**Data:**
:::::
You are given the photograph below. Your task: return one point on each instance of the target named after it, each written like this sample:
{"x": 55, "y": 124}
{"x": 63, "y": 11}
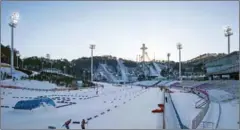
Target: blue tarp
{"x": 31, "y": 104}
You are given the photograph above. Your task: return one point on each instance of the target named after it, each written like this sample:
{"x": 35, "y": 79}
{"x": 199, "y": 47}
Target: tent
{"x": 31, "y": 104}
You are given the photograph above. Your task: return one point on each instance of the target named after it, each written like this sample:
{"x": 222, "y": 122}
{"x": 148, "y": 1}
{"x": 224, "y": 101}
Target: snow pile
{"x": 219, "y": 95}
{"x": 34, "y": 73}
{"x": 17, "y": 74}
{"x": 146, "y": 83}
{"x": 185, "y": 105}
{"x": 29, "y": 84}
{"x": 229, "y": 116}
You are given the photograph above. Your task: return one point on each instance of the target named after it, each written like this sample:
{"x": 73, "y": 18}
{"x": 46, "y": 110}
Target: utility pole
{"x": 92, "y": 47}
{"x": 179, "y": 47}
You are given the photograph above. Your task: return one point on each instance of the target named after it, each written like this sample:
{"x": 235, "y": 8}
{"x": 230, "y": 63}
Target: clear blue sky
{"x": 65, "y": 29}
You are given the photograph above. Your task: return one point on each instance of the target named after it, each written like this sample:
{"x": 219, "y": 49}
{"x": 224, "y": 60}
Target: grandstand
{"x": 226, "y": 65}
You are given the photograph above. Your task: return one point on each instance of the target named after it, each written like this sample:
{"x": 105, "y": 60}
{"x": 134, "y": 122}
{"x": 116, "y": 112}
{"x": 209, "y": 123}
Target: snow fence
{"x": 31, "y": 104}
{"x": 182, "y": 126}
{"x": 198, "y": 119}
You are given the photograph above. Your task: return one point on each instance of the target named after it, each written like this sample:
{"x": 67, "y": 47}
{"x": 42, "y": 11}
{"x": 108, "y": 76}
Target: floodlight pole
{"x": 179, "y": 47}
{"x": 12, "y": 26}
{"x": 92, "y": 47}
{"x": 168, "y": 55}
{"x": 228, "y": 33}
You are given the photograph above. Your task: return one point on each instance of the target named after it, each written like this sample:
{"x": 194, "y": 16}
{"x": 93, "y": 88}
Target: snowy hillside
{"x": 111, "y": 107}
{"x": 17, "y": 74}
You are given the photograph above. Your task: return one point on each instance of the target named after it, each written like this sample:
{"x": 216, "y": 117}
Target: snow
{"x": 211, "y": 116}
{"x": 29, "y": 84}
{"x": 17, "y": 74}
{"x": 170, "y": 116}
{"x": 133, "y": 114}
{"x": 185, "y": 104}
{"x": 219, "y": 95}
{"x": 229, "y": 115}
{"x": 43, "y": 117}
{"x": 147, "y": 83}
{"x": 139, "y": 109}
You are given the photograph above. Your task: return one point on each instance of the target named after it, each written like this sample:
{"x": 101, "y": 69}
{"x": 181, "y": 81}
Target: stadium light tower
{"x": 228, "y": 32}
{"x": 18, "y": 55}
{"x": 92, "y": 47}
{"x": 168, "y": 55}
{"x": 13, "y": 24}
{"x": 179, "y": 47}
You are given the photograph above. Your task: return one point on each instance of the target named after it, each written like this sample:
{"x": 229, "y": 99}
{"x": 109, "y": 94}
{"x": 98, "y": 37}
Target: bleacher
{"x": 230, "y": 86}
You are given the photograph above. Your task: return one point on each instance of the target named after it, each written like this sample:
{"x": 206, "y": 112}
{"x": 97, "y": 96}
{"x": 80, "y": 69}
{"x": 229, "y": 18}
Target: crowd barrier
{"x": 34, "y": 89}
{"x": 178, "y": 117}
{"x": 198, "y": 119}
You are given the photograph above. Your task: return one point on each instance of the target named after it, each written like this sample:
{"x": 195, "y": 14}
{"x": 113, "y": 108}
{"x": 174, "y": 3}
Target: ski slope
{"x": 123, "y": 70}
{"x": 17, "y": 74}
{"x": 108, "y": 74}
{"x": 114, "y": 107}
{"x": 93, "y": 105}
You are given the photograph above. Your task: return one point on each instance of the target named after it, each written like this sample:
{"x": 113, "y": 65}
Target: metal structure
{"x": 13, "y": 23}
{"x": 228, "y": 32}
{"x": 48, "y": 57}
{"x": 18, "y": 55}
{"x": 179, "y": 47}
{"x": 143, "y": 48}
{"x": 168, "y": 55}
{"x": 92, "y": 46}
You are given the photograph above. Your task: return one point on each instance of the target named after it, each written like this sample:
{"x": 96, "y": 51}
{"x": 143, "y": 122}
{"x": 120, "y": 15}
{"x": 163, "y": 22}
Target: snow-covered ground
{"x": 17, "y": 74}
{"x": 115, "y": 107}
{"x": 29, "y": 84}
{"x": 185, "y": 104}
{"x": 108, "y": 98}
{"x": 147, "y": 82}
{"x": 229, "y": 115}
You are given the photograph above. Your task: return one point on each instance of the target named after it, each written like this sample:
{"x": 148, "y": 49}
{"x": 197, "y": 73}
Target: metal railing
:::::
**Problem requirements:** Which lines of the records above contain the string "pole"? Report each one in full.

**Written response:**
Target: utility pole
Target: floodlight pole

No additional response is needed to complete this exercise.